──────── PAGE EXTRACT

Trying to teach them self reliance and not to cry to the government to wipe their bottoms is a no go.
I guess we’ll see how people like the 20 percent premium increases the CBO predicts Trump’s little tantrum will bring about next year.
‘It’s not my war; this is our war’: Bannon threatens McConnell, Corker and GOP incumbents
Interesting metaphor. As I recall, Caesar’s own former supporters turned on him after he intimidated the Senate into declaring him dictator for life.
The modern-day equivalent would involve invoking Section 4 of the 25th Amendment, about which I suspect there has been quiet discussion in high places.
The Senators that Bannon hopes to throw out were, in fact, elected by the people they represent. Trump was elected by a minority of voters, and his approval rating has declined precipitously since then.
@Greg: Bannon left the white House dolt, he is on his own crusade, separate from Trump. If you dont really know whats going on in conservative or Republican politics perhaps you should look before you make assumptions.They all made promises they did not keep low boys and girls on the liberty score.
Look to your own party being destroyed by old wrinkled women.
@kitt: He’s hysterical. Watching all of Obama’s failures exposed and that Trump won’t cling to them simply because Obama touched them has pushed him over the rational edge.
@Greg: Democrats promised choice and competition with the ACA. What we got was insurance companies pulling out of markets instead. Little to no choice. Can you even admit that? Again the subsidies were not legal. No legal mechanism for them.
Now if via Trump’s EO we get more choice and policies without mandated parts people don’t want we could see more choice and better pricing. But just in case time for you to go to your neighbor’s and pony up some of your cash to help them out just like a big hearted liberal should.
Nice to see you admit the CBO estimates aren’t worth spit.
As to your defense of Obama’s economy, go back and look at what they promised and what we got. The two are not even close. What we did get was 10 trillion in new debt.
Figures you’d like Obama’s Iran deal. Obama comes in with a big pile of cash for them up front, they reply death to America. I’d bet you were on board with Clinton’s North Korea deal. How’d that work out?

────────────────
──────── RECORD EXTRACTS

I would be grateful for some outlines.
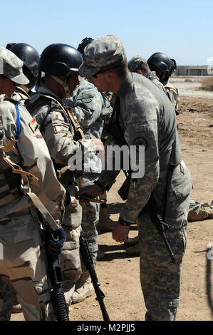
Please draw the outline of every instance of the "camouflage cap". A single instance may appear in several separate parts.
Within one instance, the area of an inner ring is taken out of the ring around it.
[[[85,78],[108,68],[115,68],[126,58],[123,44],[116,35],[105,35],[93,40],[85,48],[83,53],[85,60],[78,72]]]
[[[143,58],[139,55],[134,56],[128,61],[128,69],[131,72],[137,72],[139,70],[140,67],[144,63],[147,63],[145,58]]]
[[[22,71],[23,61],[13,52],[0,46],[0,76],[4,76],[16,84],[29,83]]]

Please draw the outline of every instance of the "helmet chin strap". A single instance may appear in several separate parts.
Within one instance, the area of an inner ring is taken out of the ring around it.
[[[53,75],[51,75],[51,76],[56,81],[57,81],[57,83],[58,83],[60,85],[61,85],[61,86],[63,86],[65,94],[66,94],[65,98],[71,98],[72,94],[70,92],[69,87],[67,83],[67,77],[66,78],[65,81],[63,81],[61,79],[59,79],[59,78],[56,77],[56,76],[53,76]]]

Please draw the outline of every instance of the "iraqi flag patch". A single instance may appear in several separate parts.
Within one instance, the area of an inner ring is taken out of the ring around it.
[[[35,133],[40,127],[40,125],[37,123],[36,118],[33,118],[33,120],[29,123],[29,126],[31,130]]]

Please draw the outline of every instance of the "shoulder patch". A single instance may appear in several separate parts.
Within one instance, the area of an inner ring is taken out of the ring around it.
[[[54,125],[54,133],[56,134],[58,133],[64,133],[65,134],[68,134],[69,131],[69,127],[64,125]]]
[[[33,120],[29,123],[28,125],[33,133],[36,133],[36,131],[40,127],[40,125],[38,125],[38,123],[37,123],[36,118],[33,118]]]

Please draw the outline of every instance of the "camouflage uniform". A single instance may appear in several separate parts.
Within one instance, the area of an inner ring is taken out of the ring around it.
[[[18,131],[15,103],[11,99],[1,103],[6,144],[15,139]],[[24,107],[20,105],[19,108],[19,140],[6,155],[11,162],[38,177],[38,181],[31,180],[31,192],[38,195],[59,223],[61,212],[58,202],[63,197],[64,189],[56,179],[47,147],[39,130],[33,126],[32,118]],[[30,198],[21,190],[20,175],[12,172],[3,156],[1,180],[0,242],[4,247],[4,257],[0,260],[1,283],[3,281],[16,293],[26,320],[53,320],[51,286],[46,275],[38,215]],[[10,290],[6,292],[11,294]],[[5,315],[9,317],[13,302],[6,306],[4,302],[1,314],[3,319]]]
[[[48,96],[49,98],[45,98]],[[81,148],[83,140],[73,140],[73,130],[71,130],[68,120],[65,118],[62,101],[52,91],[38,88],[27,105],[27,108],[40,125],[41,132],[47,144],[56,170],[60,171],[68,164],[74,150]],[[63,288],[67,304],[71,302],[75,284],[81,274],[79,252],[79,236],[82,209],[75,199],[76,185],[73,182],[74,172],[68,170],[62,185],[71,197],[71,202],[66,207],[63,227],[66,233],[66,242],[61,257],[63,272]],[[58,177],[59,175],[58,174]]]
[[[85,62],[79,73],[90,77],[101,68],[126,58],[115,36],[102,36],[85,51]],[[140,247],[140,282],[147,309],[146,319],[175,320],[179,304],[182,257],[186,246],[187,212],[192,182],[182,160],[177,131],[176,115],[168,99],[150,80],[128,73],[116,93],[120,99],[119,125],[128,145],[144,145],[145,174],[131,180],[128,200],[120,217],[137,223]],[[176,167],[167,189],[165,220],[171,225],[167,237],[177,259],[172,264],[164,242],[149,214],[143,211],[150,196],[162,215],[172,144]],[[107,142],[116,144],[110,136]],[[138,163],[138,162],[137,162]],[[110,183],[118,171],[103,171],[100,182]]]
[[[82,78],[72,98],[64,99],[64,103],[73,108],[73,113],[83,130],[85,139],[100,138],[103,126],[103,99],[94,85]],[[98,177],[101,170],[100,158],[91,153],[89,162],[84,165],[82,185],[91,185]],[[83,207],[83,233],[88,240],[93,262],[96,264],[98,246],[95,225],[99,219],[100,204],[90,202],[86,207]]]

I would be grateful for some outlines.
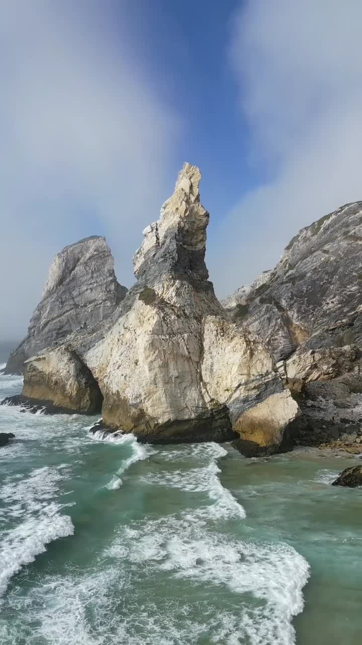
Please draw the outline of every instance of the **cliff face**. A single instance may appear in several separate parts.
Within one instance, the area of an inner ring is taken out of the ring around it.
[[[24,362],[81,327],[108,318],[127,289],[117,281],[113,259],[104,237],[80,240],[57,253],[28,334],[10,355],[6,373],[24,371]]]
[[[95,333],[81,330],[67,345],[98,382],[109,428],[151,442],[239,437],[243,452],[270,453],[298,406],[270,352],[231,320],[207,279],[200,179],[198,168],[184,166],[159,219],[144,231],[133,259],[137,282]],[[44,380],[42,366],[50,365],[39,358],[27,363],[30,396]],[[65,390],[68,373],[58,369],[58,389]]]
[[[362,452],[361,253],[356,202],[302,229],[274,269],[224,302],[280,361],[301,410],[296,443]]]
[[[306,341],[309,348],[362,347],[361,250],[362,202],[356,202],[303,228],[274,269],[223,304],[277,361]]]

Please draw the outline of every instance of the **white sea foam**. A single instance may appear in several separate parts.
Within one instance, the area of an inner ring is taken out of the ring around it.
[[[134,452],[120,471],[144,459],[149,450],[127,436],[118,439],[129,442]],[[72,569],[70,564],[61,575],[42,573],[26,598],[12,590],[14,617],[3,625],[0,622],[0,642],[10,645],[14,634],[25,642],[31,624],[33,642],[48,645],[294,642],[291,620],[303,608],[307,563],[286,544],[246,542],[234,531],[226,532],[224,522],[215,522],[227,518],[238,527],[243,517],[219,480],[216,461],[225,454],[224,448],[210,443],[152,450],[155,461],[160,457],[164,466],[162,475],[147,481],[162,487],[162,497],[169,495],[170,488],[184,490],[186,508],[120,526],[110,546],[88,568]],[[180,466],[175,464],[176,453]],[[195,467],[198,462],[200,467]],[[35,479],[46,478],[49,483],[49,488],[45,481],[42,486],[46,508],[63,472],[66,476],[67,464],[61,463],[55,473],[39,470],[43,471]],[[15,506],[26,488],[30,497],[36,497],[32,492],[36,484],[28,479],[28,484],[18,481]],[[115,487],[119,479],[115,475]],[[199,496],[198,506],[189,508],[194,493]]]
[[[206,615],[213,609],[208,602],[203,627],[194,621],[188,635],[182,635],[184,640],[175,642],[193,644],[195,636],[203,630],[213,643],[291,645],[295,642],[291,621],[303,609],[302,589],[309,566],[287,544],[245,542],[210,531],[197,513],[188,513],[125,529],[106,554],[134,563],[147,571],[149,580],[157,579],[160,571],[168,572],[171,579],[189,580],[193,587],[206,584],[211,595],[223,588],[235,594],[222,620]],[[246,595],[251,595],[254,602]],[[157,617],[159,623],[160,618]],[[175,628],[171,620],[170,623]],[[173,642],[167,639],[155,642]]]
[[[6,478],[0,489],[5,508],[0,515],[0,595],[10,578],[46,550],[46,544],[73,533],[70,517],[57,501],[62,475],[56,469],[35,469],[29,477]],[[15,526],[14,526],[15,524]]]
[[[169,452],[160,452],[157,457],[162,456],[166,461],[176,461],[178,454],[179,461],[185,459],[185,451],[174,450],[169,459]],[[218,478],[221,472],[216,461],[227,454],[222,446],[212,442],[193,444],[188,446],[187,457],[193,461],[207,462],[207,465],[196,468],[176,471],[162,471],[158,474],[151,473],[144,478],[149,484],[167,486],[178,488],[191,493],[206,493],[212,504],[202,506],[198,510],[198,516],[205,519],[226,520],[229,518],[245,517],[245,510],[233,494],[225,488]],[[165,464],[166,466],[166,464]]]
[[[108,490],[117,490],[122,486],[122,479],[119,475],[122,475],[128,470],[132,464],[137,461],[142,461],[147,459],[152,452],[150,446],[146,446],[142,444],[139,444],[134,435],[131,433],[122,432],[107,432],[104,430],[97,430],[94,434],[91,435],[96,441],[106,441],[108,443],[116,444],[119,446],[124,446],[128,444],[132,448],[132,454],[126,459],[124,459],[121,466],[118,469],[116,475],[106,485]]]
[[[329,470],[327,468],[323,468],[321,470],[318,470],[314,478],[314,481],[329,485],[337,479],[339,474],[338,470]]]

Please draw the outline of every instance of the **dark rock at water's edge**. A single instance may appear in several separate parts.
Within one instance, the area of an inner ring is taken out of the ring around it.
[[[133,431],[133,433],[140,443],[159,445],[207,441],[224,443],[239,436],[233,430],[227,412],[227,410],[219,410],[211,419],[180,420],[165,423],[149,433],[137,431]],[[90,432],[93,434],[98,432],[113,434],[115,432],[122,432],[122,430],[115,431],[100,420],[90,428]]]
[[[0,432],[0,447],[6,446],[9,442],[9,439],[15,439],[15,435],[12,432]]]
[[[350,488],[362,486],[362,466],[352,466],[340,473],[332,486],[345,486]]]
[[[259,446],[254,441],[246,441],[239,437],[232,442],[231,445],[244,457],[270,457],[282,452],[289,452],[293,450],[293,433],[289,427],[284,432],[283,440],[280,444],[269,446]]]
[[[110,430],[109,428],[106,428],[102,419],[100,419],[99,421],[97,421],[97,422],[95,423],[91,428],[90,428],[90,432],[91,432],[92,435],[95,435],[96,432],[106,432],[107,433],[111,433],[112,432],[114,432],[114,430],[112,431]]]
[[[69,408],[62,408],[54,405],[52,401],[43,401],[40,399],[32,399],[24,397],[23,394],[15,394],[14,396],[6,397],[0,405],[17,406],[21,408],[21,412],[30,412],[32,414],[80,414],[81,413],[70,410]]]
[[[100,412],[103,402],[97,381],[68,345],[26,361],[22,393],[81,414]]]
[[[76,330],[91,332],[113,313],[127,291],[117,281],[104,237],[92,235],[66,246],[53,261],[28,334],[10,354],[5,373],[22,374],[31,356]]]

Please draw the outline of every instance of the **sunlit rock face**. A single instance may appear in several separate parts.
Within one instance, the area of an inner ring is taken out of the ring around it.
[[[266,346],[233,322],[205,264],[209,213],[185,164],[133,258],[137,281],[91,334],[69,337],[99,383],[108,428],[149,442],[222,441],[278,450],[298,405]]]
[[[276,361],[309,349],[362,348],[362,202],[341,206],[303,228],[274,269],[223,303]]]
[[[117,281],[104,237],[94,235],[66,246],[52,263],[28,334],[9,357],[6,372],[23,373],[31,356],[80,328],[90,330],[104,321],[126,293]]]

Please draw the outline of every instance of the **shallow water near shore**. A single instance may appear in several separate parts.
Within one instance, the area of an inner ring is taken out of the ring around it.
[[[0,376],[0,399],[21,379]],[[95,436],[0,406],[1,645],[354,645],[354,462]]]

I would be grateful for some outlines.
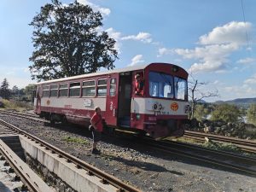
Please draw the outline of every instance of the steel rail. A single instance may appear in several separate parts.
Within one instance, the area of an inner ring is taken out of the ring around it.
[[[227,162],[224,162],[222,160],[216,160],[216,159],[213,159],[213,158],[209,158],[209,157],[205,157],[205,156],[202,156],[202,155],[199,155],[199,154],[192,154],[191,152],[186,152],[184,151],[184,149],[178,149],[178,148],[177,147],[177,145],[174,145],[174,146],[166,146],[166,143],[164,143],[165,142],[160,142],[160,141],[154,141],[153,139],[148,139],[148,138],[144,138],[143,140],[143,144],[147,144],[147,146],[149,146],[149,147],[152,147],[155,149],[157,149],[158,151],[163,151],[165,153],[167,153],[167,154],[176,154],[177,155],[180,155],[180,156],[183,156],[185,158],[189,158],[189,159],[194,159],[194,160],[201,160],[201,161],[203,161],[203,162],[207,162],[207,163],[210,163],[212,165],[218,165],[219,166],[222,166],[222,167],[225,167],[225,168],[230,168],[230,169],[233,169],[233,170],[236,170],[236,171],[239,171],[239,172],[246,172],[247,174],[250,174],[250,175],[253,175],[253,176],[256,176],[256,171],[255,170],[253,170],[253,169],[250,169],[250,168],[247,168],[247,167],[245,167],[245,166],[239,166],[239,165],[235,165],[235,164],[231,164],[231,163],[227,163]],[[170,144],[170,143],[169,143]],[[180,144],[180,143],[178,143]],[[191,145],[187,145],[186,143],[182,143],[183,147],[184,146],[187,146],[188,148],[191,148],[190,147],[192,147]],[[194,148],[196,148],[196,146],[193,146]],[[231,154],[231,153],[227,153],[226,152],[219,152],[219,151],[217,151],[217,150],[212,150],[212,149],[206,149],[206,148],[200,148],[201,150],[205,150],[205,151],[208,151],[210,153],[218,153],[218,154],[221,154],[221,155],[228,155],[229,157],[233,157],[233,158],[241,158],[241,160],[249,160],[251,162],[255,162],[255,165],[256,165],[256,159],[254,158],[250,158],[250,157],[245,157],[245,156],[241,156],[241,155],[237,155],[237,154]]]
[[[10,165],[14,169],[15,172],[20,177],[22,183],[28,188],[30,191],[40,192],[38,189],[38,185],[31,181],[30,177],[23,172],[19,165],[14,163],[14,160],[9,156],[8,153],[0,147],[1,154],[4,157],[4,160]]]
[[[253,151],[253,149],[254,149],[254,151],[255,151],[254,153],[256,153],[256,142],[254,142],[254,141],[247,141],[247,140],[234,138],[234,137],[230,137],[207,134],[207,133],[190,131],[185,131],[184,137],[200,137],[200,138],[207,137],[213,141],[231,143],[234,143],[234,144],[236,144],[239,146],[244,146],[245,149],[250,149],[251,151]],[[246,147],[248,147],[248,148],[246,148]]]
[[[48,120],[40,119],[38,116],[34,116],[34,115],[31,115],[31,114],[26,114],[26,113],[6,112],[6,111],[1,111],[1,110],[0,110],[0,113],[12,115],[15,117],[24,118],[24,119],[31,119],[31,120],[34,120],[34,121],[39,121],[42,123],[49,122]]]
[[[13,130],[15,130],[19,134],[24,135],[25,137],[32,139],[32,141],[35,141],[36,143],[40,143],[40,145],[45,147],[46,149],[51,150],[52,153],[57,154],[60,158],[66,158],[67,162],[70,162],[70,163],[73,162],[73,164],[75,164],[78,169],[83,168],[83,169],[86,170],[88,172],[89,175],[95,175],[95,176],[100,177],[103,183],[112,184],[114,187],[118,188],[119,191],[120,191],[120,192],[123,192],[123,191],[140,192],[141,191],[140,189],[122,182],[121,180],[90,166],[90,164],[88,164],[73,155],[70,155],[69,154],[55,148],[55,146],[43,141],[42,139],[38,138],[35,136],[32,136],[32,135],[27,133],[26,131],[25,131],[9,123],[7,123],[6,121],[0,119],[0,124],[5,125],[7,127],[9,127]]]

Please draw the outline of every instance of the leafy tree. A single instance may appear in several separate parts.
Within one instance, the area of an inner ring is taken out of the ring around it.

────────────────

__REQUIRED WORK__:
Answer from the comment thread:
(a) What premium increase does the CBO predict for next year?
(b) Which section of which amendment does one comment bring up?
(c) How much new debt does one comment say came with Obama's economy?

__ANSWER SECTION__:
(a) 20 percent
(b) Section 4 of the 25th Amendment
(c) 10 trillion